TASK INSTRUCTIONS -
Answer these questions from the NHS news item below.
1. How many private healthcare providers did Tony Blair induct into the NHS?
2. Where was the summit marking the launch of NHS Partners Network held?
3. According to the Prime Minister's spokesman, what public priorities have ISTCs helped the NHS deliver?

PAGE EXCERPT -
British Prime Minister Tony Blair today formally inducted 11 private healthcare providers into the public NHS system
British Prime Minister Tony Blair today formally inducted 11 private healthcare providers into the public NHS system thereby taking a further step towards increasing competition in the health sector. Mr Blair and the health secretary, Patricia Hewitt, welcomed the new members at a summit held at Downing Street to mark the launch of NHS Partners Network.
The partners signed a document pledging to work as partners towards 'future success' of the NHS. "Wherever people are treated - in a traditional hospital, an independent hospital, a new treatment centre or in the community - it is the protection afforded to them of tax-funded healthcare, according to need and not ability to pay, which makes them NHS patients,' the document said. 'We believe there is a growing consensus that it is the standard of diagnosis and treatment provided to the individual NHS patient that really matters, not the type of ownership of any particular institution making that provision.' The document signifies what Blair says is NHS family. A spokesman for the Prime Minister gave the details of the scheme, 'When ISTCs were established many said they would be the end of the NHS as we know it. In reality they have been integral to the NHS delivering the public's priorities of shorter waiting and improved choice in a health service free at the point of use based on need not ability to pay," he said.

EXTRACTED ENTRIES -
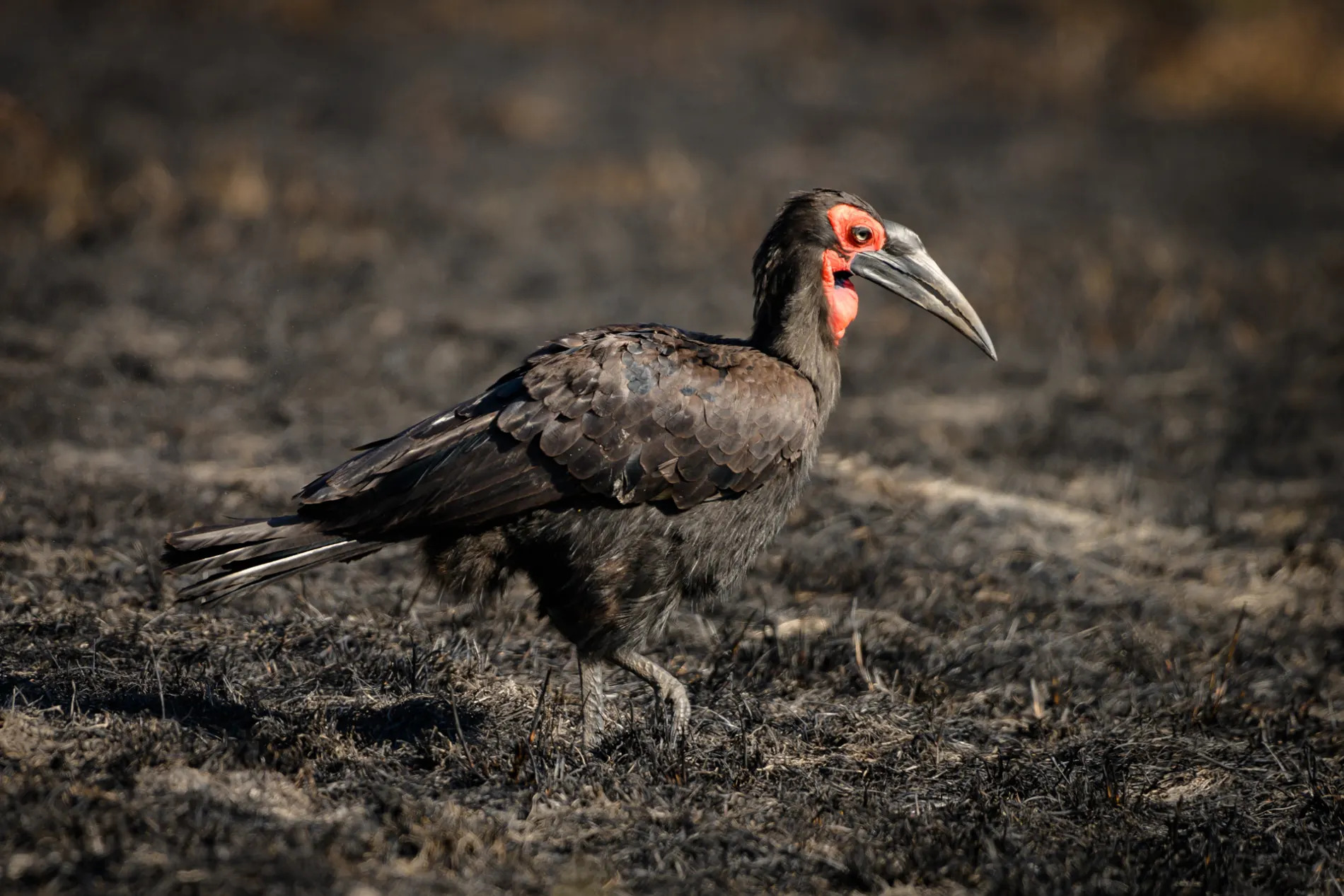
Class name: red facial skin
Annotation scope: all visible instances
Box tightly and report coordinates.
[821,203,887,345]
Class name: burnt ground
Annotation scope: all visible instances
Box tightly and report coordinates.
[0,0,1344,896]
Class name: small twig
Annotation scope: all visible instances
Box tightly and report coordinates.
[448,687,476,769]
[527,666,551,787]
[149,648,168,718]
[850,598,874,690]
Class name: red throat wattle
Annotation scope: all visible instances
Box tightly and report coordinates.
[821,203,887,345]
[821,248,859,345]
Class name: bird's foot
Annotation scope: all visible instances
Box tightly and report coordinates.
[612,650,691,744]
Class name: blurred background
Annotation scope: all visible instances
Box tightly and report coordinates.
[0,0,1344,562]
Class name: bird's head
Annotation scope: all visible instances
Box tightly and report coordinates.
[753,190,997,357]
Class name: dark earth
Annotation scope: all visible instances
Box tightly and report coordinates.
[0,0,1344,896]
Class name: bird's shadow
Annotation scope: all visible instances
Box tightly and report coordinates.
[0,675,265,738]
[332,697,485,744]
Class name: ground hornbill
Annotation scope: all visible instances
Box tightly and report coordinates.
[164,190,995,744]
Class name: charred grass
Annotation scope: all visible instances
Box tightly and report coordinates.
[0,0,1344,896]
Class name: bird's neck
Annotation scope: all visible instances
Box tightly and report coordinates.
[751,278,840,419]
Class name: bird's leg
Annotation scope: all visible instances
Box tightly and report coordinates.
[610,648,691,740]
[579,657,606,750]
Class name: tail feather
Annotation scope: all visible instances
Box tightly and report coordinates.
[163,516,383,600]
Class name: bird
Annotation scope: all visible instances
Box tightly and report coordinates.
[163,190,997,747]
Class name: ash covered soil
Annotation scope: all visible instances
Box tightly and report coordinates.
[0,0,1344,895]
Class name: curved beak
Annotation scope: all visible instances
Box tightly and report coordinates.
[850,241,999,360]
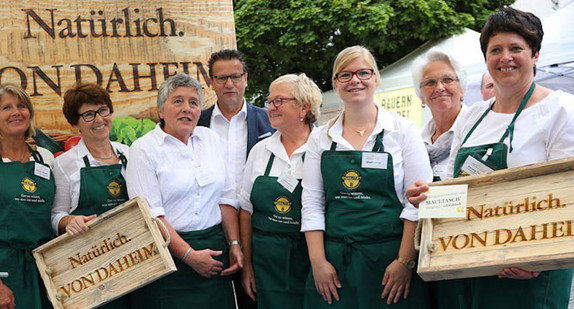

ANSWER TO THE EXERCISE -
1. 11
2. Downing Street
3. Shorter waiting and improved choice